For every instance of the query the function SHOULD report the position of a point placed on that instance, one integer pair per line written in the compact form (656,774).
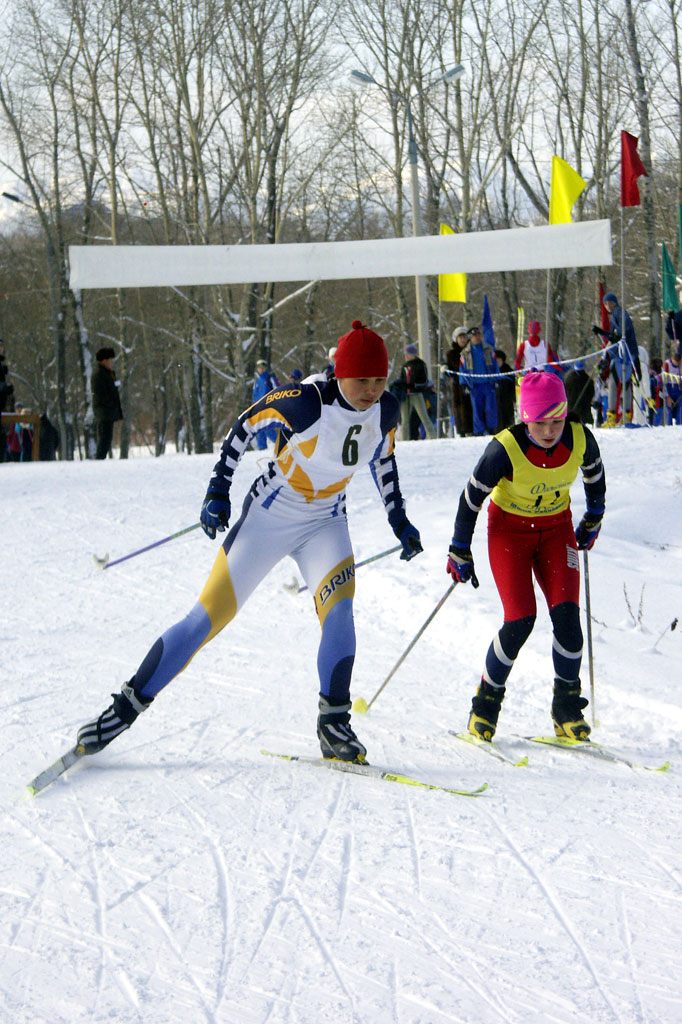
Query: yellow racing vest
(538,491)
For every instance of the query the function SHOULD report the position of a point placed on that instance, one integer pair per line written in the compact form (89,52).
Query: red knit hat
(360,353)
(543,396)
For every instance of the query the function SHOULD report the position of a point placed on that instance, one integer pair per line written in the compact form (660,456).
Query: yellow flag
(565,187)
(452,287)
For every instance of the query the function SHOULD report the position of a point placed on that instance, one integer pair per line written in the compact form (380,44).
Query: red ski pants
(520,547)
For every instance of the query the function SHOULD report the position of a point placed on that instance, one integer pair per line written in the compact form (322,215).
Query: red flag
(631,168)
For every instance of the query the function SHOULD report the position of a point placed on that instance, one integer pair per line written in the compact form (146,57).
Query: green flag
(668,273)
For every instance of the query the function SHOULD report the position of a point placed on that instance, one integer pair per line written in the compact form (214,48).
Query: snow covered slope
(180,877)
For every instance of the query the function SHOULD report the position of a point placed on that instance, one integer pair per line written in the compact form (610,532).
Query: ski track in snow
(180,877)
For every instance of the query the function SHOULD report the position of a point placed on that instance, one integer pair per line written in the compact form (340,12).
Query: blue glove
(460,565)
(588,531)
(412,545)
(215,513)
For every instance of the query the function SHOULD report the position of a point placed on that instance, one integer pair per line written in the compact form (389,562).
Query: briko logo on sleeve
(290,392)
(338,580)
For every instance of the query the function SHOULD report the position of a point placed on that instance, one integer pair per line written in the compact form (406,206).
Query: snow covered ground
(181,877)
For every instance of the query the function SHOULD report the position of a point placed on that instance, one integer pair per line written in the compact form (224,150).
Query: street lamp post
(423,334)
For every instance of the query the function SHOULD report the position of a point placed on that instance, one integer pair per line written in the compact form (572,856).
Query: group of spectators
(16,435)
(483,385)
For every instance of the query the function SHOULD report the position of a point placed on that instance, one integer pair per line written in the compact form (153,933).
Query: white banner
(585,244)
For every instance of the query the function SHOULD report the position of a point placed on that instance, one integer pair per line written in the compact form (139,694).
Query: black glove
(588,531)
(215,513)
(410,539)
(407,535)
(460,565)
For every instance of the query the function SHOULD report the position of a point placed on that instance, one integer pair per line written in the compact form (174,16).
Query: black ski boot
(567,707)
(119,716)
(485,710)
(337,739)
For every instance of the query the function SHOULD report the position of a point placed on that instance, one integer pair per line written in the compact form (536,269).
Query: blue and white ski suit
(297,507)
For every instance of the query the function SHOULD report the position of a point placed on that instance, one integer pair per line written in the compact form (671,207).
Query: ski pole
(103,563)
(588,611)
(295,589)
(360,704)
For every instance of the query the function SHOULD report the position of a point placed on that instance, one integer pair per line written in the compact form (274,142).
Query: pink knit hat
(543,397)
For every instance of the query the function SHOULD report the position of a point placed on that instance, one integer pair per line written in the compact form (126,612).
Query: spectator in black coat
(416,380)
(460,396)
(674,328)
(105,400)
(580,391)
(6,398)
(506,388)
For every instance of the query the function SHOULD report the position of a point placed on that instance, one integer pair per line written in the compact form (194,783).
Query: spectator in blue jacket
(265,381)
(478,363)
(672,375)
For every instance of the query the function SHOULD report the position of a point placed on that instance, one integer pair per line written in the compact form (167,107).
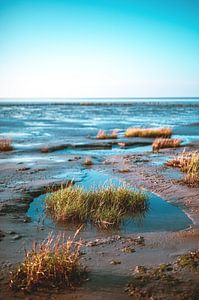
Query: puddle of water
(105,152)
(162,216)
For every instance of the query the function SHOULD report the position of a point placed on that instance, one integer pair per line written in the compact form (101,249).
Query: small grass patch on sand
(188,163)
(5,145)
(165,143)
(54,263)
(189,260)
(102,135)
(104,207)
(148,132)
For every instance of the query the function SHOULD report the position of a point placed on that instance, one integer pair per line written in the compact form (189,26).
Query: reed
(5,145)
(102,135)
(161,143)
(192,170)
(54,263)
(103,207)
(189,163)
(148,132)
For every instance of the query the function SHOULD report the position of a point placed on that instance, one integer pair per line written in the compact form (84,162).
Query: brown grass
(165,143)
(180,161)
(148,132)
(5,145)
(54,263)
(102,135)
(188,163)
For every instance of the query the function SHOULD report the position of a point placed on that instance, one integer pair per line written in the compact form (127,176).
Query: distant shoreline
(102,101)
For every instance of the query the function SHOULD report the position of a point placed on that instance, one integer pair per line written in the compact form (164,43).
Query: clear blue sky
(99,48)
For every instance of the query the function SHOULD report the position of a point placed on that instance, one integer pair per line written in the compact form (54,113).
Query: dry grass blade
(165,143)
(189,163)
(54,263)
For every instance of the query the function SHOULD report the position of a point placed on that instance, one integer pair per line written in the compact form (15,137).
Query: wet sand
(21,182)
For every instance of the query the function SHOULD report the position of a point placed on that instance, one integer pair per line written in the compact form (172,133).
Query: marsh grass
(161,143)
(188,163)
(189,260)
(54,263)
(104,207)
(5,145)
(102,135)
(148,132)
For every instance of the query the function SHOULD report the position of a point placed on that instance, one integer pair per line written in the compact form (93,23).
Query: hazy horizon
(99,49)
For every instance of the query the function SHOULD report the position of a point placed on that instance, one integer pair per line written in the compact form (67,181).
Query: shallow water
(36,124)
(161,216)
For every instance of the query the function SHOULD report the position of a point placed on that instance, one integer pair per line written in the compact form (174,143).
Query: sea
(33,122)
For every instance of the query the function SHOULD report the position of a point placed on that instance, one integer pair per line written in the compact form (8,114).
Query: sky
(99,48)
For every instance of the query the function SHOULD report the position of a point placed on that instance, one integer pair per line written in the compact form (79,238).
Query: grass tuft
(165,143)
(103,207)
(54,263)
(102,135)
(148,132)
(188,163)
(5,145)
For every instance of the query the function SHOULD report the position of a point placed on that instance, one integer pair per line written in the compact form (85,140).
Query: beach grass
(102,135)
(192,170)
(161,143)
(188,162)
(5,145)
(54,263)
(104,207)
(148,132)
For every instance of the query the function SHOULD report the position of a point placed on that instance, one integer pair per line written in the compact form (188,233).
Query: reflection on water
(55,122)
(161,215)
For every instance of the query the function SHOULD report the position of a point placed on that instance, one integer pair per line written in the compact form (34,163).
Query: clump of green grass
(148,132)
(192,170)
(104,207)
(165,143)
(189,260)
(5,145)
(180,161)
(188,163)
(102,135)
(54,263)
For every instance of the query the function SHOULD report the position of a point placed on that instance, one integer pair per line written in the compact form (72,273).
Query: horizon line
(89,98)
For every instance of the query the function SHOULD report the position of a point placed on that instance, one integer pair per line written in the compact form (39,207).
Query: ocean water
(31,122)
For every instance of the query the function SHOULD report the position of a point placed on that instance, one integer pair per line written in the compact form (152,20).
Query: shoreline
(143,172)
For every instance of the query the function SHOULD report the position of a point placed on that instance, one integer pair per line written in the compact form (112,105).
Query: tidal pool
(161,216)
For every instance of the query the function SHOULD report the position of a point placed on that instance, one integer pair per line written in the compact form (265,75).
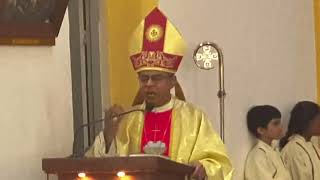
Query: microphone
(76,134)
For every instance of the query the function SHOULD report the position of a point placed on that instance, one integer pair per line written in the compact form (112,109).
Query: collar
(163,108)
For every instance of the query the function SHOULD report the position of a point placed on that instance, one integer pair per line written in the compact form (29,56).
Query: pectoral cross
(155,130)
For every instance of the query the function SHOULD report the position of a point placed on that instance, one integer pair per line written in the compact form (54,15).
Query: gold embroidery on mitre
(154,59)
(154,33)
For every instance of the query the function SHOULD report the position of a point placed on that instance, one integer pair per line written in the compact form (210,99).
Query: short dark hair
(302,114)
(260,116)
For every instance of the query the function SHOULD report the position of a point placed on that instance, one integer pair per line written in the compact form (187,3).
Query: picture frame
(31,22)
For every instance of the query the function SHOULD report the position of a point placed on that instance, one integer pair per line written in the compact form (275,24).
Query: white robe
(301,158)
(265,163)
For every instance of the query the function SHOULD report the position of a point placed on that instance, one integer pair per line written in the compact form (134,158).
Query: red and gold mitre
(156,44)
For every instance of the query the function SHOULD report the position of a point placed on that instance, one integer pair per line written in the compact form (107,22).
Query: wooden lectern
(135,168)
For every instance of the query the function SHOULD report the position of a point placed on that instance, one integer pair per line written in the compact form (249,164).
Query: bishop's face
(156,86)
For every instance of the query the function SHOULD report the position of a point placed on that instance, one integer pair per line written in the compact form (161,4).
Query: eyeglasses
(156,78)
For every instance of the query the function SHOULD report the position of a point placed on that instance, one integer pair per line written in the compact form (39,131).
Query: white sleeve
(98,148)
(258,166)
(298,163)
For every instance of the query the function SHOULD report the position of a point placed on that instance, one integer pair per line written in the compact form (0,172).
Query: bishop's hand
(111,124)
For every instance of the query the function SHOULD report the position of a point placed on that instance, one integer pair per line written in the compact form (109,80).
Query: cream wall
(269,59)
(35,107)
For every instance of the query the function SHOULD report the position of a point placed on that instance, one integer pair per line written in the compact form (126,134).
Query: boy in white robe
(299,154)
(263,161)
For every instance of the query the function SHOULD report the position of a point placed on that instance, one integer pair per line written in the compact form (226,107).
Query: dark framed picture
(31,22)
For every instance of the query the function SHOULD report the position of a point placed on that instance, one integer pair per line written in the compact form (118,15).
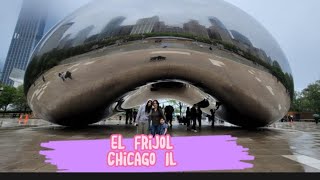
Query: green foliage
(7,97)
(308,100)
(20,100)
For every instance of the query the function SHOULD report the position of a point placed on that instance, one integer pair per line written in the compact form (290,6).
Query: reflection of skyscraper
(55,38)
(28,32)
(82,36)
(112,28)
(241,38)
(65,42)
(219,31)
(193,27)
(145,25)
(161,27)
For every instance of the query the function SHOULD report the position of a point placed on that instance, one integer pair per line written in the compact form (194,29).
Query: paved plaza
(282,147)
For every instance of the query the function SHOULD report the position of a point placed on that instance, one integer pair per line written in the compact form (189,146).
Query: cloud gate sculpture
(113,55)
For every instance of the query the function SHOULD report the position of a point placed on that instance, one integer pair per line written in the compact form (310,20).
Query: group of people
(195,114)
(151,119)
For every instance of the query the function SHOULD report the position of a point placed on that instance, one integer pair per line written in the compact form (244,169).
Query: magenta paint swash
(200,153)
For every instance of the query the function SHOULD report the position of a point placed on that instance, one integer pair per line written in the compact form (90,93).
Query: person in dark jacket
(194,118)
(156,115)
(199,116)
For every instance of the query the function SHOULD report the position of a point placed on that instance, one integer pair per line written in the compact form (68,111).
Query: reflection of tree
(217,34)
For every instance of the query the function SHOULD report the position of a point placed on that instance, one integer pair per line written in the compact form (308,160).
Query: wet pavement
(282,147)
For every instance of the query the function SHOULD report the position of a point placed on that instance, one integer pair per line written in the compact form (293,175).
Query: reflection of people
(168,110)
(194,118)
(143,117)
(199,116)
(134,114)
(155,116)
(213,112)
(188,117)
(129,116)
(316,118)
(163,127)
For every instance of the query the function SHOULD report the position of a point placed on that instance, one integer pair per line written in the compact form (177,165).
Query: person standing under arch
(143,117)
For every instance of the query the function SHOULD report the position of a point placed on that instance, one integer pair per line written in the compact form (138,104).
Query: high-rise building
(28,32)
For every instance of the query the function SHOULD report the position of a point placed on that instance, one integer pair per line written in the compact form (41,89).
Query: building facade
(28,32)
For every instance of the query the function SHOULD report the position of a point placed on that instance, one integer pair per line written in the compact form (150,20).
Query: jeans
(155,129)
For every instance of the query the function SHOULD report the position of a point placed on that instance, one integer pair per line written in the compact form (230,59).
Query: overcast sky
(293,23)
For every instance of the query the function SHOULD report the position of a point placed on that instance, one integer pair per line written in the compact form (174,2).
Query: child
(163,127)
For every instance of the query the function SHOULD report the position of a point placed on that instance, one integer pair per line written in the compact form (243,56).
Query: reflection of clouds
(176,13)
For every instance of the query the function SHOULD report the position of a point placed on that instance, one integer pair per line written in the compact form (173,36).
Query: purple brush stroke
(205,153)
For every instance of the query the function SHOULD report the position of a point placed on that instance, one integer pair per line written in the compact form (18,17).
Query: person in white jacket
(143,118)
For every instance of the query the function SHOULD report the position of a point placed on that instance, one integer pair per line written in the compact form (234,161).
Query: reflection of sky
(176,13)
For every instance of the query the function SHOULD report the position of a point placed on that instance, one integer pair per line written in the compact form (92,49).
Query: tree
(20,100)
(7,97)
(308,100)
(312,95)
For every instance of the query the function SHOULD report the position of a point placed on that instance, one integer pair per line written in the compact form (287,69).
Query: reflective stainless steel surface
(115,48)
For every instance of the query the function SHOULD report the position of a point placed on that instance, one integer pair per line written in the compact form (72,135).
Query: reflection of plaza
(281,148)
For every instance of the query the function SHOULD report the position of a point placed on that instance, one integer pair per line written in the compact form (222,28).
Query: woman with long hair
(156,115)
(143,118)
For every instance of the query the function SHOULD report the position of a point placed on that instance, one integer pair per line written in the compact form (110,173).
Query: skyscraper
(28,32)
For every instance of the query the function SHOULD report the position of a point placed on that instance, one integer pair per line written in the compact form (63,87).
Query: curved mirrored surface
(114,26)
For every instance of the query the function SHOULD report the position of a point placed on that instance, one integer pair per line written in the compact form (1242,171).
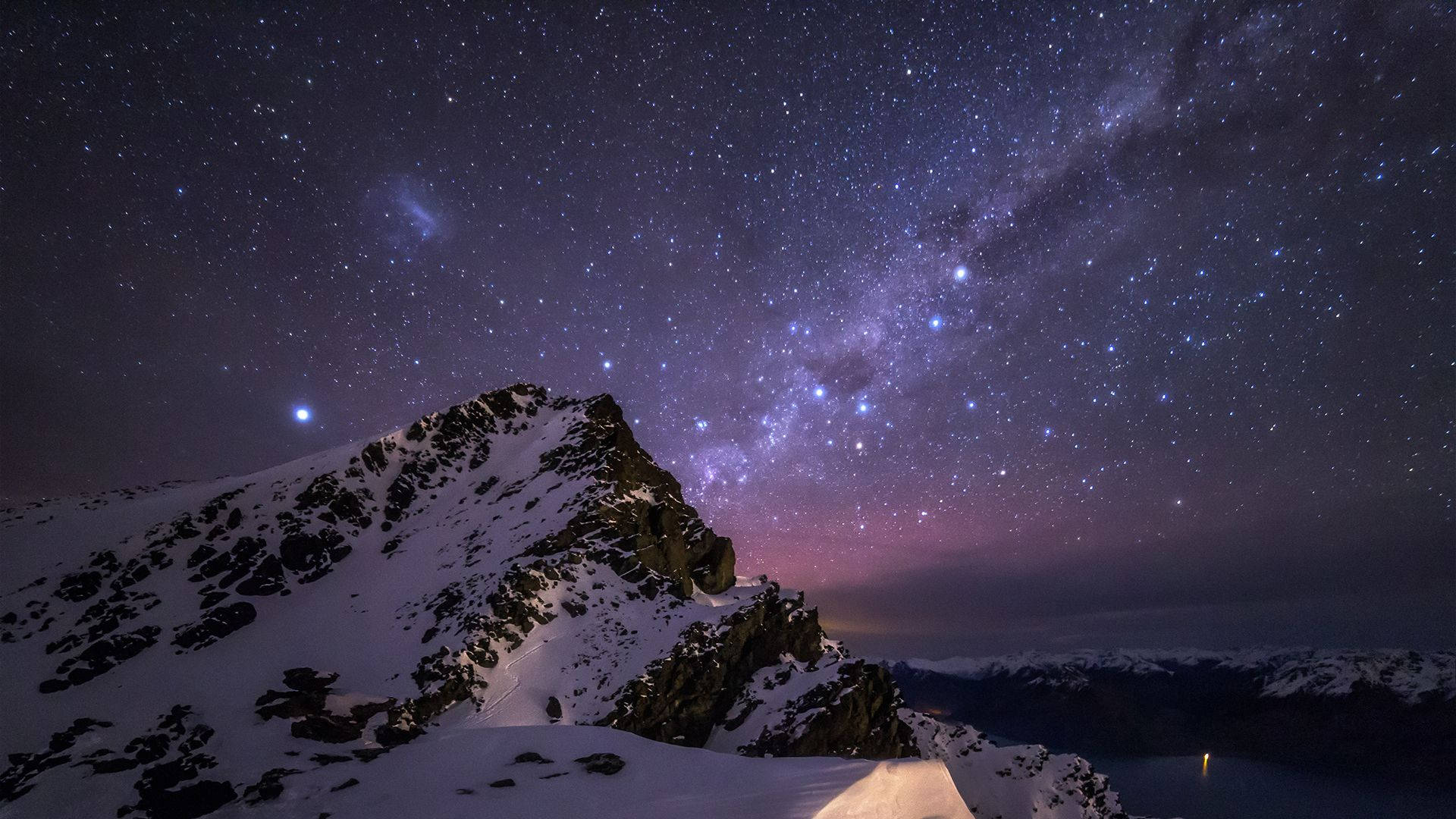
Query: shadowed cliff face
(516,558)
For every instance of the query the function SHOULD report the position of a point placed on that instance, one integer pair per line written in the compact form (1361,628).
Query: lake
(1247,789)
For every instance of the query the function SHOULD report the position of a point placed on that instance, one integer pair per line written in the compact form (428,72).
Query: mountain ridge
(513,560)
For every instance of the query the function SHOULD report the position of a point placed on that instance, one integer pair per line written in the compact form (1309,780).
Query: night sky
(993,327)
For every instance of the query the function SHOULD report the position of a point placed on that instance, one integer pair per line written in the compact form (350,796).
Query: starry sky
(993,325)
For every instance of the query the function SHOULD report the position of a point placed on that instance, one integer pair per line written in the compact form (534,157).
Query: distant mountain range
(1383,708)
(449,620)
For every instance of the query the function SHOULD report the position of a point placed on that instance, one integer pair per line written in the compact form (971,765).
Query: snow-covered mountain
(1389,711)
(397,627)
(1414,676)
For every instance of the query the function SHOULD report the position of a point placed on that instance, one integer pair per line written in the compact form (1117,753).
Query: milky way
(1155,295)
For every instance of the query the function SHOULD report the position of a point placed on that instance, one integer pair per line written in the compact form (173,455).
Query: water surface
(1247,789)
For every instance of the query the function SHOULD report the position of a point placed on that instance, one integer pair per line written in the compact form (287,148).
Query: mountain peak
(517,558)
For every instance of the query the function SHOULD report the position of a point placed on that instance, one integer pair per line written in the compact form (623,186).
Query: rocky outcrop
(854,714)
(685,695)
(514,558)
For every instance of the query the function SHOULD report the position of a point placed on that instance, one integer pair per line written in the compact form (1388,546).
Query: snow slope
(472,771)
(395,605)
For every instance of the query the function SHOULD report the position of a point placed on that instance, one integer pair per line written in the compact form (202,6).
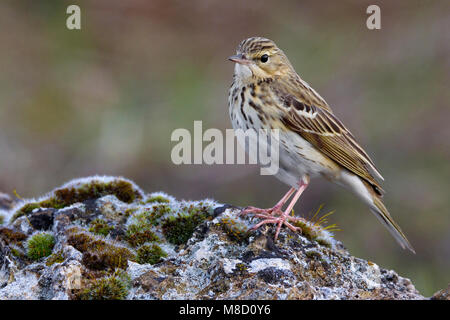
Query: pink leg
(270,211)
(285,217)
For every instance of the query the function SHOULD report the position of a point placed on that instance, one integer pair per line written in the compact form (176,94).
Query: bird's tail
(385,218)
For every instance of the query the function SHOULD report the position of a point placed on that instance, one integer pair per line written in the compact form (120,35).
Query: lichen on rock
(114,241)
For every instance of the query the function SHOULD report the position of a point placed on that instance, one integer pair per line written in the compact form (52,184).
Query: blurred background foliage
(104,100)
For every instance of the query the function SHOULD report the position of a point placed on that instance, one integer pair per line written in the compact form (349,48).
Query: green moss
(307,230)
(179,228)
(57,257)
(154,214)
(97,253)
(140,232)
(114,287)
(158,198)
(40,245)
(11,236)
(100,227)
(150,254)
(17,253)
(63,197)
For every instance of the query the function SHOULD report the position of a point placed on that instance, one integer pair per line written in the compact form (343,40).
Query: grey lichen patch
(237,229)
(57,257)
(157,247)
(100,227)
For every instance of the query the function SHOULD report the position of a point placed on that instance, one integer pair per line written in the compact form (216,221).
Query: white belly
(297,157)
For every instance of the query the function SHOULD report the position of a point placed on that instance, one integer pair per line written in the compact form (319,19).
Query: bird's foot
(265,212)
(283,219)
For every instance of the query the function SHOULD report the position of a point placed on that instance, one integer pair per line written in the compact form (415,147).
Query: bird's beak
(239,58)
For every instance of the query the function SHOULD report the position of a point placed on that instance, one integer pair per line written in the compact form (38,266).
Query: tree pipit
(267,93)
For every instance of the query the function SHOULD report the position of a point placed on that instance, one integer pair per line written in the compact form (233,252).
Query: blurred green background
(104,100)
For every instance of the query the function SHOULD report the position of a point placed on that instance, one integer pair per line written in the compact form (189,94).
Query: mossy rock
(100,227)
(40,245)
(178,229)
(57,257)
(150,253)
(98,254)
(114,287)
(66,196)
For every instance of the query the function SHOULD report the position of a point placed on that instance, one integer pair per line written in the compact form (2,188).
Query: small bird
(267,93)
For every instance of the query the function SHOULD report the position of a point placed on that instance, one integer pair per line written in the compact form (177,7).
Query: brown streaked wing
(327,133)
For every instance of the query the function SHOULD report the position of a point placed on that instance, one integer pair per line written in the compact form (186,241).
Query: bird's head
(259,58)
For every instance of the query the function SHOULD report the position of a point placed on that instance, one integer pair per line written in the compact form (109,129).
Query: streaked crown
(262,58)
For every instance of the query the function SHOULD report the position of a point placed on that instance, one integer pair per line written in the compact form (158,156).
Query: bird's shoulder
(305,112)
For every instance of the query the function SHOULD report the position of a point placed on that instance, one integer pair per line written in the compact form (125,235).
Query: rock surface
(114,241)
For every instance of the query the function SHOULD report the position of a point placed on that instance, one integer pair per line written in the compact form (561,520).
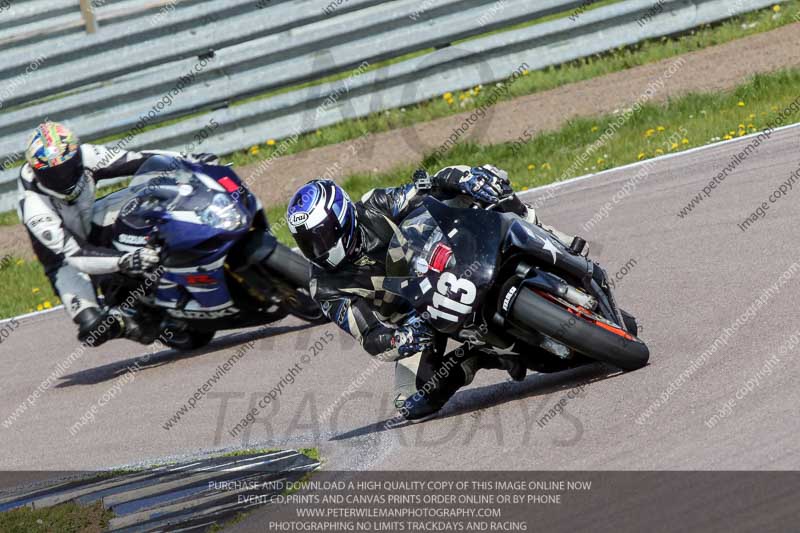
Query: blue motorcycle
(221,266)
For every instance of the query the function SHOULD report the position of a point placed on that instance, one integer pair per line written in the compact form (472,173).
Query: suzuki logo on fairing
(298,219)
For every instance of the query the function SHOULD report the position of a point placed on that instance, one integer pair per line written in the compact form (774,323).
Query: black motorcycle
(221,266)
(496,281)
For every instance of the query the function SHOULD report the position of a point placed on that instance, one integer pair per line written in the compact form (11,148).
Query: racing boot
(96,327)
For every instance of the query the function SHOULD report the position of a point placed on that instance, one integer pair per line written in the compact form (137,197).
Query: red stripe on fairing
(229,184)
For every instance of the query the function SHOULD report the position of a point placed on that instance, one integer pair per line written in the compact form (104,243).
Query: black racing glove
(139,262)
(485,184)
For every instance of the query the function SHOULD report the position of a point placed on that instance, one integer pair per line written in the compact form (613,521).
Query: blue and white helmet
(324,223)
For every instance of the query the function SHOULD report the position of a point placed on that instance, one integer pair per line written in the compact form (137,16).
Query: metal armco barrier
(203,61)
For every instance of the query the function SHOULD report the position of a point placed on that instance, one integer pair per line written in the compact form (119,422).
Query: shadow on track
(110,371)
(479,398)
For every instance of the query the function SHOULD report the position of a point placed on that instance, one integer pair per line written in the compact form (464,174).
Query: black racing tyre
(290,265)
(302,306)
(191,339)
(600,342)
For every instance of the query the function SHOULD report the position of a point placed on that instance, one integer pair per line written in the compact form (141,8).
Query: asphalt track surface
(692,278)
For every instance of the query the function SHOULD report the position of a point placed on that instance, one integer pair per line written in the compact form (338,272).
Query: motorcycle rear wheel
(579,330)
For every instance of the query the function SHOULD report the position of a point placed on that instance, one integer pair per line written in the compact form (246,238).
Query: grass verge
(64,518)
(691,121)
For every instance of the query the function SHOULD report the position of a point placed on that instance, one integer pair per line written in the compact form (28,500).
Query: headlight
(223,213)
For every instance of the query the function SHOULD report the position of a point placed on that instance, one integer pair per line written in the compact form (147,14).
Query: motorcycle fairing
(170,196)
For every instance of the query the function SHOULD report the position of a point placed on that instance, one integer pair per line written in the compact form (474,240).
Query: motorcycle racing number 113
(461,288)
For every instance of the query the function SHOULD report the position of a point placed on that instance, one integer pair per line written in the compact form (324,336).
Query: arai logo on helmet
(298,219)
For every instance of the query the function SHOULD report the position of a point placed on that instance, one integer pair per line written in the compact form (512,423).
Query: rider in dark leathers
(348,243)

**********

◆ **WHAT IS NEEDED**
Your task for the entries above: copy exactly the span starting with the line with "compact form (174,143)." and going on through the line with "compact form (79,238).", both lines included, and nothing else.

◆ **ANSWER TO THIS TASK**
For every instance of the query the function SHOULD report the position of a point placed on that instance, one integer pair per line written in the compact form (174,143).
Query: sea
(33,122)
For every instance of the query the function SHOULD report the position of a point placed on that instance, one integer pair per line written in the compact form (8,114).
Query: sky
(99,48)
For every instance of the query the function SHOULD report the position of a point placed on that instance, one integer pair per line written in the compact form (79,238).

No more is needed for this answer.